### [Problem]
Every line of the material is to be set down again without any change.

### [Provided records]
....
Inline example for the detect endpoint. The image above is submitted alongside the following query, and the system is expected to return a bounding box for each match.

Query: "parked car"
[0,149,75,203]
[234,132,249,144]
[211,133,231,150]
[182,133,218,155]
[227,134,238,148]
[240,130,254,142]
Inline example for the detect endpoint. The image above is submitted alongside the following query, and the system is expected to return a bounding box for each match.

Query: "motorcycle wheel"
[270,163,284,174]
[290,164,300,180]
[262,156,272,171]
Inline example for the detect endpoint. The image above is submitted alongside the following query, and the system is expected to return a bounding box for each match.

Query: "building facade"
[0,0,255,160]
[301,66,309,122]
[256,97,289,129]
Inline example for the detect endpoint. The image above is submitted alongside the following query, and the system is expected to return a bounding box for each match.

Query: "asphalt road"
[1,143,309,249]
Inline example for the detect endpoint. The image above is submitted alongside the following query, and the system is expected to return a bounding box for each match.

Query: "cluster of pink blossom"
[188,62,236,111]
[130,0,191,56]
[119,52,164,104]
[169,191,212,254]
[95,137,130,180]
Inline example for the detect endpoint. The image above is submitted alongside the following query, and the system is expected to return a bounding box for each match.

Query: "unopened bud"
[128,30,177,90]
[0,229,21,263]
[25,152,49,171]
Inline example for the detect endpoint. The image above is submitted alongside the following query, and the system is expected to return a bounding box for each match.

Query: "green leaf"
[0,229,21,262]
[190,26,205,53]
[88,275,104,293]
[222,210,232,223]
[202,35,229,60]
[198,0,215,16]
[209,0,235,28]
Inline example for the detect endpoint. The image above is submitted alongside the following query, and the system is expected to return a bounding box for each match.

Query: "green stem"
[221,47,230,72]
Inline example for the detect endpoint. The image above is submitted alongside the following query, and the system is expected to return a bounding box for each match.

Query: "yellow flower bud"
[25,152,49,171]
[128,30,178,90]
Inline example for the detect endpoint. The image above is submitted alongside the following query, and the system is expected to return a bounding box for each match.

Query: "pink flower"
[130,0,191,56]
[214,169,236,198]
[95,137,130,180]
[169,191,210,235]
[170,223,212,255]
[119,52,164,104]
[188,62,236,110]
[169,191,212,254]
....
### [Result of this exercise]
Inline example for the detect endpoint. The image above is submitted alongside the following query, and the system is expected to return a bounding box for each match.

Query: "parked car"
[0,149,75,203]
[234,132,249,144]
[211,133,231,150]
[182,133,218,155]
[227,134,238,148]
[240,130,254,142]
Inline example for the detect endpoint. The image above is submitted alongside the following query, and the system is expected to return a bounding box for each match.

Query: "motorcycle wheel"
[270,163,284,174]
[290,164,300,180]
[262,156,272,171]
Inline example for the detect endpoint. The image above is submitted alongside the following query, and the system is expected to return a bounding box for each match.

Query: "building facade"
[0,0,255,160]
[301,66,309,122]
[256,97,289,129]
Inline example for the detect endpoint. The image above is submitted alongside the following query, and the system is expected to return a bounding box for each match.

Query: "asphalt road"
[1,143,309,249]
Inline example for the detect endpoint. The image above is submitted alongside the following query, and the system is expected to return a bounding box for each match.

Query: "cluster of pink blossom"
[188,62,236,111]
[130,0,191,56]
[119,52,164,104]
[169,191,212,254]
[95,137,130,180]
Inline example for the detect endpoint. The image above is submitted alongside the following query, and the system is expected to return a bounding box for each match.

Query: "unopened bud"
[128,30,177,90]
[0,229,21,263]
[25,152,49,171]
Inline example for the detect endpoint. The image above is submitted alongside the following query, and the system is expected to return a bounding box for each match.

Query: "green leaf"
[0,229,21,262]
[190,26,205,53]
[88,275,104,293]
[222,210,232,223]
[202,35,229,60]
[198,0,215,16]
[209,0,235,28]
Inline example for the detect endpoint. The image above is submitted alongside the following query, and the system is expected to return a bounding box for each match.

Query: "green stem"
[221,47,230,72]
Inline example for the detect endpoint. The image above is submitted alongside the following query, and the system is expected to return a bounding box for each match.

Query: "yellow flower bud"
[25,152,49,171]
[128,30,178,90]
Inline example for the detect endpoint. The image above is submitted alongside the following query, and the system is expected to return a bounding box for each match.

Query: "pink flower"
[130,0,191,56]
[214,169,236,198]
[95,137,130,180]
[169,191,210,235]
[170,223,212,255]
[119,52,164,104]
[188,62,236,110]
[169,191,212,254]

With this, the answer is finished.